*Work required*: Make an exact copy of the data below, leaving out every picture.
=== Listing ===
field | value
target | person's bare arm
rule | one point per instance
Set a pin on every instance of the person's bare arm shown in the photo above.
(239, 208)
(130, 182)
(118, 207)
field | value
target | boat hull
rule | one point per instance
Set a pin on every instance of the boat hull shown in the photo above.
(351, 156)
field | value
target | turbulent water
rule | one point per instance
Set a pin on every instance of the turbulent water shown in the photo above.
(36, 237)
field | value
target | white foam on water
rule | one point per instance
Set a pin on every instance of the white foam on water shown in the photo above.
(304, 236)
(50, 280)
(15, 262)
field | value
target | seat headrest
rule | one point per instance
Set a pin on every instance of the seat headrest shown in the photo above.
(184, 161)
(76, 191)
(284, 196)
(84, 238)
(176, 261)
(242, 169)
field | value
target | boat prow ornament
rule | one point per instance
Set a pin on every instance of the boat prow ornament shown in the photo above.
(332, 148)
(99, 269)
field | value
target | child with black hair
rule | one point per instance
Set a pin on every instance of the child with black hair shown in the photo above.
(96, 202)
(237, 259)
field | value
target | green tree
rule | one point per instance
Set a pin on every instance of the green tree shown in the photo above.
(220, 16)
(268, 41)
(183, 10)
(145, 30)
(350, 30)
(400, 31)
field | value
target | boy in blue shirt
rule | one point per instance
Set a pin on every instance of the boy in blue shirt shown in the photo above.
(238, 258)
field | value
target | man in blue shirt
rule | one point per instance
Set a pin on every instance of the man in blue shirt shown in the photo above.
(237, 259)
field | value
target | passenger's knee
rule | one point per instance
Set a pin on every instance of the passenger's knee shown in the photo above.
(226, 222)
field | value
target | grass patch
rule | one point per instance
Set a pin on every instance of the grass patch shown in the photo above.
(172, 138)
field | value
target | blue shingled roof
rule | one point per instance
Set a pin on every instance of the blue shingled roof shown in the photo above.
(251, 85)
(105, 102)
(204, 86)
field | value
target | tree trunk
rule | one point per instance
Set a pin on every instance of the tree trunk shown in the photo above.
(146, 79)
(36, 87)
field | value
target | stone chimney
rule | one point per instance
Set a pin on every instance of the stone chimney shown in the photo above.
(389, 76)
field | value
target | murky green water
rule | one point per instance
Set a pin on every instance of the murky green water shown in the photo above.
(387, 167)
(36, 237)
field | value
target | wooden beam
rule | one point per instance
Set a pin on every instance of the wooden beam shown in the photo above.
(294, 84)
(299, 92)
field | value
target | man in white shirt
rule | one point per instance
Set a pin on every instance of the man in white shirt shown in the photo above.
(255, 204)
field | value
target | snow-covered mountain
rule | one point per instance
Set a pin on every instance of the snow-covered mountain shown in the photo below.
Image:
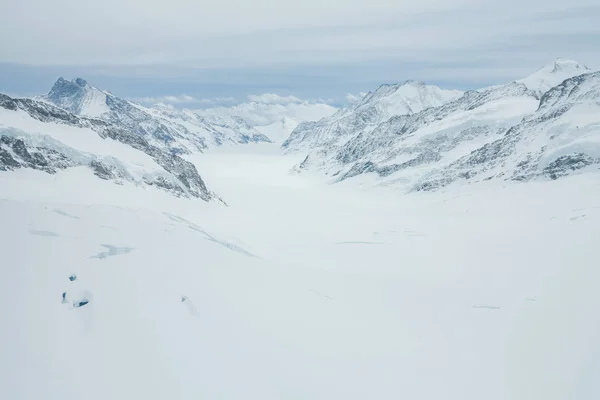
(439, 145)
(274, 116)
(37, 135)
(562, 137)
(179, 131)
(279, 130)
(364, 116)
(552, 74)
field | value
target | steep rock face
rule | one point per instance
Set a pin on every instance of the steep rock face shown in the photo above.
(560, 138)
(178, 131)
(407, 146)
(553, 74)
(482, 131)
(32, 137)
(364, 116)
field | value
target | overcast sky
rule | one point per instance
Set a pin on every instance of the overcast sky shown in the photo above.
(313, 49)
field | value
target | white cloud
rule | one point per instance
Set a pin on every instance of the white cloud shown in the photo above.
(262, 113)
(353, 98)
(272, 98)
(271, 32)
(183, 99)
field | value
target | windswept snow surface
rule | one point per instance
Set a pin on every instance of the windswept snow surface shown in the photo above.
(472, 292)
===
*The answer*:
field | value
target | person's bare arm
rule | one point per instance
Set a pin on every instance of the person's bare arm shown in the photo above.
(239, 208)
(130, 182)
(118, 207)
field | value
target | boat hull
rule | one point per instance
Set a pin on every instance of the boat hull shown in the photo above.
(351, 156)
field | value
target | turbulent water
rule | one point per instance
Set a pin on every instance of the turbulent water shown in the photo above.
(36, 237)
field | value
target | white foam on water
rule | one point per instance
Set a pin on every instance of the white foam on water shown in the photo above.
(304, 236)
(50, 280)
(15, 262)
field | value
target | seat headrest
rule | one point per instance
Set a pin on every instance of the seat headrest shown in the photo above.
(184, 161)
(76, 191)
(284, 196)
(84, 238)
(176, 261)
(242, 169)
field | value
target | boat prow ornament
rule | one point per instance
Set a pin on every instance of the boat prow ornament shown in the photo above.
(332, 148)
(99, 269)
field | value
target | child with black hair
rule | one point per instance
Set a pin on every instance of the child with black hair shown in the photo above.
(96, 202)
(237, 259)
field | value
target | green tree
rule | one point per instance
Set a pin on every instance of the green tree shown in the photo above.
(220, 16)
(268, 41)
(183, 10)
(145, 30)
(350, 30)
(400, 31)
field | value
target | boy in blue shirt
rule | one point per instance
Set a pin on every instance of the boy in blue shirt shown in the photo above.
(238, 258)
field | value
target | man in blue shirt
rule | one point per instance
Set a pin on every instance of the man in blue shirt shown in the photo above.
(237, 259)
field | value
target | passenger's knee
rule | one point per instance
Set a pin on every instance of the passenger's knee shown in the photo above.
(226, 222)
field | value
target | grass patch
rule | one point per instance
Set a pin on every instance of the grass patch shown in the photo above.
(172, 138)
field | value
target | blue shingled roof
rule | one point per instance
Set a pin on every instance of the blue shingled roof shown in the photo above.
(251, 85)
(105, 102)
(204, 86)
field | value
target | tree trunk
rule | one point per instance
Set a pin on every instance of the tree trunk shown in the photo above.
(146, 79)
(36, 87)
field | value
target | stone chimney
rule | one point per instance
Set a pin on every instance of the stone chimney shown in the photo above.
(389, 76)
field | value
target | murky green water
rule | one point per instance
Set a pin on every instance of the murky green water shown in the photo above.
(387, 167)
(36, 237)
field | value
target | wooden beam
rule | one point per instance
Set a pin on every instance of the wooden beam shown in the photo above.
(294, 84)
(299, 92)
field | value
target | man in white shirt
rule | one point per instance
Set a pin on every instance of the man in white shirt shown in the photo above.
(255, 204)
field | value
target | snow-covered mountain
rule | one point per instance
Set a pin on every instance of the snow-covered mountain shown in the photo below.
Image:
(439, 145)
(274, 116)
(37, 135)
(562, 137)
(179, 131)
(279, 130)
(364, 116)
(552, 74)
field | value
target | steep rock face
rule | one point per instance
Set a pin on every instance of the steep rock face shown in the photo above.
(560, 138)
(178, 131)
(407, 146)
(553, 74)
(482, 131)
(32, 137)
(364, 116)
field | value
target | overcast sky
rule | one point per instance
Set a pin on every instance of the overcast sky shown in the photo above.
(313, 49)
field | value
target | white cloud
rule | one point per instance
Set a pin on every instance of the white cloud shown in the photo above.
(262, 113)
(353, 98)
(272, 98)
(271, 32)
(183, 99)
field | value
target | windswept snow surface
rule | one point per instance
Set a pin on every instance of the windswept snow surface shown in the photo above.
(472, 292)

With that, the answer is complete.